REGEN BIOPHARMA, INC.
Notes to Financial Statements
As of September 30, 2014
NOTE 1. ORGANIZATION AND SUMMARY OF SIGNIFICANT ACCOUNTING POLICIES
The Company was organized April 24, 2012 under the laws of the State of Nevada. The Company is a majority owned subsidiary of Bio-Matrix Scientific Group, Inc, a Delaware corporation.
The Company intends to engage primarily in the development of regenerative medical applications which we intend to license from other entities up to the point of successful completion of Phase I and or Phase II clinical trials after which we would either attempt to sell or license those developed applications or, alternatively, advance the application further to Phase III clinical trials
A. BASIS OF ACCOUNTING
The financial statements have been prepared using the basis of accounting generally accepted in the United States of America. Under this basis of accounting, revenues are recorded as earned and expenses are recorded at the time liabilities are incurred. The Company has adopted a September 30 year-end.
B. USE OF ESTIMATES
The preparation of financial statements in conformity with generally accepted accounting principles requires management to make estimates and assumptions that affect the reported amounts of assets and liabilities and disclosure of contingent assets and liabilities at the date of the financial statements and the reported amounts of revenues and expenses during the reporting period. Actual results could differ from those estimates.
C. CASH EQUIVALENTS
The Company considers all highly liquid investments with a maturity of three months or less when purchased to be cash equivalents.
D. PROPERTY AND EQUIPMENT
Property and equipment are recorded at cost. Maintenance and repairs are expensed in the year in which they are incurred. Expenditures that enhance the value of property and equipment are capitalized.
E. FAIR VALUE OF FINANCIAL INSTRUMENTS
Fair value is the price that would be received for an asset or the exit price that would be paid to transfer a liability in the principal or most advantageous market in an orderly transaction between market participants on the measurement date. A fair value hierarchy requires an entity to maximize the use of observable inputs, where available. The following summarizes the three levels of inputs required by the standard that the Company uses to measure fair value:
Level 1: Quoted prices in active markets for identical assets or liabilities
Level 2: Observable inputs other than Level 1 prices such as quoted prices for similar assets or liabilities; quoted prices in markets that are not active or other inputs that are observable or can be corroborated by observable market data for substantially the full term of the related assets or liabilities.
Level 3: Unobservable inputs that are supported by little or no market activity and that are significant to the fair value of the assets or liabilities.
F. INCOME TAXES
The Company accounts for income taxes using the liability method prescribed by ASC 740, “Income Taxes.” Under this method, deferred tax assets and liabilities are determined based on the difference between the financial reporting and tax bases of assets and liabilities using enacted tax rates that will be in effect in the year in which the differences are expected to reverse. The Company records a valuation allowance to offset deferred tax assets if based on the weight of available evidence, it is more-likely-than-not that some portion, or all, of the deferred tax assets will not be realized. The effect on deferred taxes of a change in tax rates is recognized as income or loss in the period that includes the enactment date.

» Supplied entries
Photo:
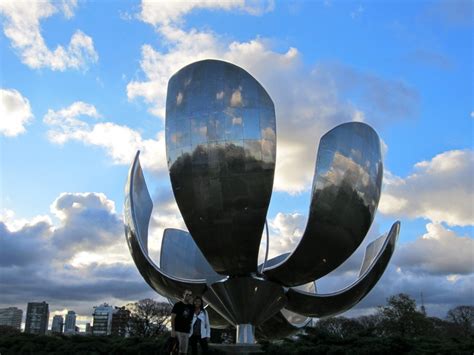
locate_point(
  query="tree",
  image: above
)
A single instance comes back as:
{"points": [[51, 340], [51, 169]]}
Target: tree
{"points": [[340, 327], [400, 317], [463, 317], [148, 318]]}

» Explore the material
1 - List the lettered headings of the accounting policies in the Regen Biopharma financial statement notes.
2 - Carry on the Regen Biopharma financial statement notes from the point where they stop.

» Task-by-task results
1 -
A. Basis of Accounting
B. Use of Estimates
C. Cash Equivalents
D. Property and Equipment
E. Fair Value of Financial Instruments
F. Income Taxes

2 -
The Company applied the provisions of ASC 740-10-50, “Accounting For Uncertainty In Income Taxes”, which provides clarification related to the process associated with accounting for uncertain tax positions recognized in our financial statements. Audit periods remain open for review until the statute of limitations has passed. The completion of review or the expiration of the statute of limitations for a given audit period could result in an adjustment to the Company’s liability for income taxes. Any such adjustment could be material to the Company’s results of operations for any given quarterly or annual period based, in part, upon the results of operations for the given period. As of September 30 2014 the Company had no uncertain tax positions, and will continue to evaluate for uncertain positions in the future.
The Company generated a deferred tax credit through net operating loss carry forward. However, a valuation allowance of 100% has been established.
Interest and penalties on tax deficiencies recognized in accordance with ACS accounting standards are classified as income taxes in accordance with ASC Topic 740-10-50-19.
G. BASIC EARNINGS (LOSS) PER SHARE
The Financial Accounting Standards Board (FASB) issued Accounting Standards Codification (ASC) 260, "Earnings Per Share", which specifies the computation, presentation and disclosure requirements for earnings (loss) per share for entities with publicly held common stock. ASC 260 requires the presentation of basic earnings (loss) per share and diluted earnings (loss) per share. The Company has adopted the provisions of ASC 260 effective from inception.
Basic net loss per share amounts is computed by dividing the net income by the weighted average number of common shares outstanding.
H. ADVERTISING
Costs associated with advertising are charged to expense as incurred. Advertising expenses were $0 for the twelve months ended September 30, 2014 and $0 for the twelve months ended September 30, 2013.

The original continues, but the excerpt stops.